**과제 목표**. 아래 항목에서 "the photo below." 문구가 포함된 줄부터 시작해 "Target: white cloud" 문구가 포함된 줄에서 끝나도록, 양 끝 줄을 포함한 각 줄을 문자열 하나씩으로 하는 JSON 리스트로 정리하라. 빈 줄은 빼고, 그림은 결과에 넣지 마라.

**자료**.
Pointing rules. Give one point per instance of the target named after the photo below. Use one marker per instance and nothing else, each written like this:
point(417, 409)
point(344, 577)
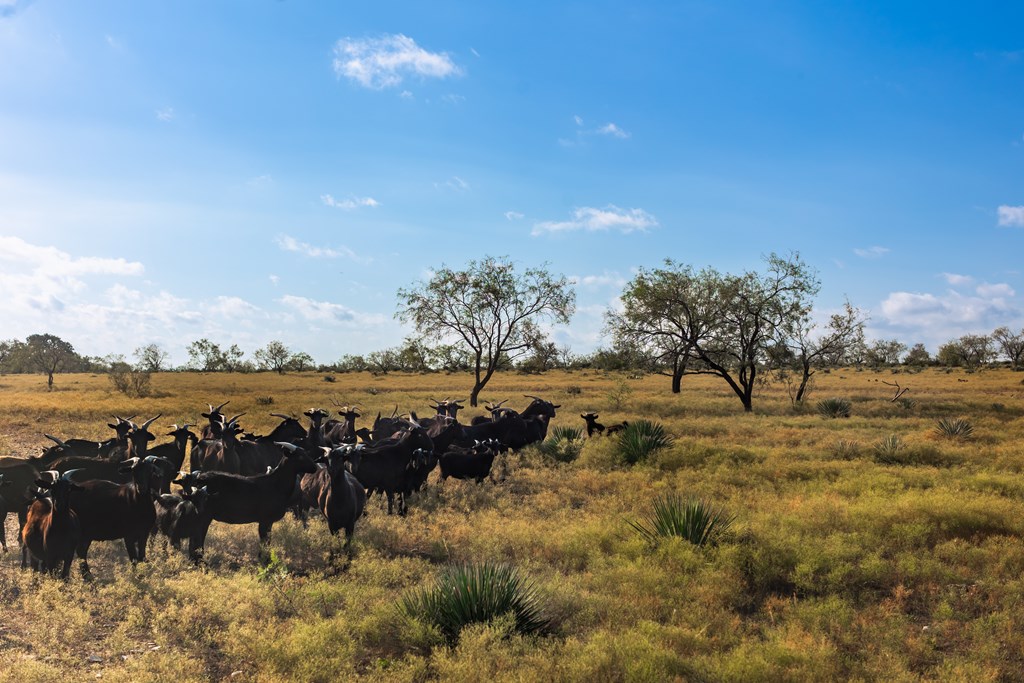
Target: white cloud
---
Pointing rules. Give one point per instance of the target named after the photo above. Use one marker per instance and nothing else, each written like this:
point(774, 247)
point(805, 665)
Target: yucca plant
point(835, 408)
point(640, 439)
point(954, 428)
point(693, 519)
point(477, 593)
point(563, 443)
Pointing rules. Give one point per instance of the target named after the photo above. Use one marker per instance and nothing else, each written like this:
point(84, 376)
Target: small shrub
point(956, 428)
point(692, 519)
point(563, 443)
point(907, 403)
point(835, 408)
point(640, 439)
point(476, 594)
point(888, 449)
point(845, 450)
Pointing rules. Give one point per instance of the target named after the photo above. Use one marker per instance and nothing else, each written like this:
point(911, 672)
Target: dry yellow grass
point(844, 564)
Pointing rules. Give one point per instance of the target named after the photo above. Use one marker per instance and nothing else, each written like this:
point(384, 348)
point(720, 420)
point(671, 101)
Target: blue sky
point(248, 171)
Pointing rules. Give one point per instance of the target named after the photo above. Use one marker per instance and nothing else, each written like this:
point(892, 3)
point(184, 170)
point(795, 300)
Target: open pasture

**결과**.
[
  "Pointing rules. Give one point per instance of the target named after the photo below. Use one marker per instance and nothing else, each written like this:",
  "point(417, 409)",
  "point(344, 577)",
  "Target: white cloud"
]